Canada’s economy continued its recovery in July from the first wave of COVID-19, with the country’s gross domestic product expanding by three per cent.
Statistics Canada reported Wednesday that all 20 sectors of the economy grew as businesses continued to reopen and tried to get back to some sense of normal after lockdowns in March and April.
Output in agriculture, utilities, finance and insurance businesses, as well as real estate rental and leasing companies, clawed back to where it was before the pandemic struck. Retail trade businesses accomplished the same feat the month before, in June. But despite July’s growth, all other types of businesses still have yet to get back to their previous highs.
The biggest expansions in the month were in hotels/restaurants (up 20.1) and arts/entertainment/recreation (up 14 per cent), but those figures come off a very low base and are still facing the deepest slump versus year-ago levels, Bank of Montreal economist Benjamin Reitzes said of the numbers.
All in all, GDP was six per cent below February’s level, Statistics Canada said.
The three per cent gain was in line with what economists had been expecting. It was about half as much as the 6.5 per cent increase seen in June.
While StatsCan is still calculating the final numbers, its early projection for August shows an expansion of just one per cent, which suggests that Canada’s economic recovery is running out of steam as it appears a second wave of the virus is hitting some parts of the country.
TD Bank economist Sri Thanabalasingam said based on the July numbers, those fears are well founded.
“Slowing and uneven growth are indications that the Canadian economy is transitioning from the rebound phase to a more challenging stage of the recovery,” he said.
“Even without restrictions, consumers and businesses may rein in spending activity in response to rising caseloads. The second wave is now upon us, and the course of the recovery will depend on our success in containing it.”

### Records supplied

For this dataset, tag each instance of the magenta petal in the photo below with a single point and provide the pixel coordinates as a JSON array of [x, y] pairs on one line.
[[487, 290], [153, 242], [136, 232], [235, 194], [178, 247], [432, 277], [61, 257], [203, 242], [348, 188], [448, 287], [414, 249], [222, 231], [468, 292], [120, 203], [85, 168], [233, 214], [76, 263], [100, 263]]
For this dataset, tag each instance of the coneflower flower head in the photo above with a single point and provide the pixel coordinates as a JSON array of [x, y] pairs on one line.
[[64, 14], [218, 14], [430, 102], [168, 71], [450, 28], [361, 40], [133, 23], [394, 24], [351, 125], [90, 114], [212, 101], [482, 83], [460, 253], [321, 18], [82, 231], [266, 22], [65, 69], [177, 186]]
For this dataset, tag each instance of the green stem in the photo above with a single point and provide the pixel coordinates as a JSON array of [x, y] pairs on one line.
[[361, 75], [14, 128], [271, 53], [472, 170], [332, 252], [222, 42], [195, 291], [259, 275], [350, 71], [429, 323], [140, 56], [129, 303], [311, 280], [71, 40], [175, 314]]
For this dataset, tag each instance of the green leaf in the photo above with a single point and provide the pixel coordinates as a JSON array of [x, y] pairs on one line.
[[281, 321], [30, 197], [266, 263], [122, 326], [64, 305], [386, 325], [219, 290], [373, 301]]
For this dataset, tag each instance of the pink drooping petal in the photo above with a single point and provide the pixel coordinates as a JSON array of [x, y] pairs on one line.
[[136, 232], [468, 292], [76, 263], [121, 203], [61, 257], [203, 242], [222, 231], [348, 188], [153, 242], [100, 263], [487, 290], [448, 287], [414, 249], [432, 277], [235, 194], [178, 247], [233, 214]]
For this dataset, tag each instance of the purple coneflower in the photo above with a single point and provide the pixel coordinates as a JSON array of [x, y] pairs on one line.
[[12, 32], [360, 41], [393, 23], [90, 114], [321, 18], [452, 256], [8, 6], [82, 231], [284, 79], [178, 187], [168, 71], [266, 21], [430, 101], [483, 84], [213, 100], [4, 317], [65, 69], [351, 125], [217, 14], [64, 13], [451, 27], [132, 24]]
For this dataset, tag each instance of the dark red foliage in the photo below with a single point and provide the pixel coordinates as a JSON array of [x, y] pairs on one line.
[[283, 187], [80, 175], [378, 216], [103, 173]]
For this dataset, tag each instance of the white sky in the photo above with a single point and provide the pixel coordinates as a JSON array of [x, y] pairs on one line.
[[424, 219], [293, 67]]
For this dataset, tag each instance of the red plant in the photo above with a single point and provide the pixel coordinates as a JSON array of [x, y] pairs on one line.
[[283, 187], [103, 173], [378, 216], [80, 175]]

### Work instruction
In the article on Canada's July economic growth, by how much did GDP increase in June?

### Answer box
6.5 percent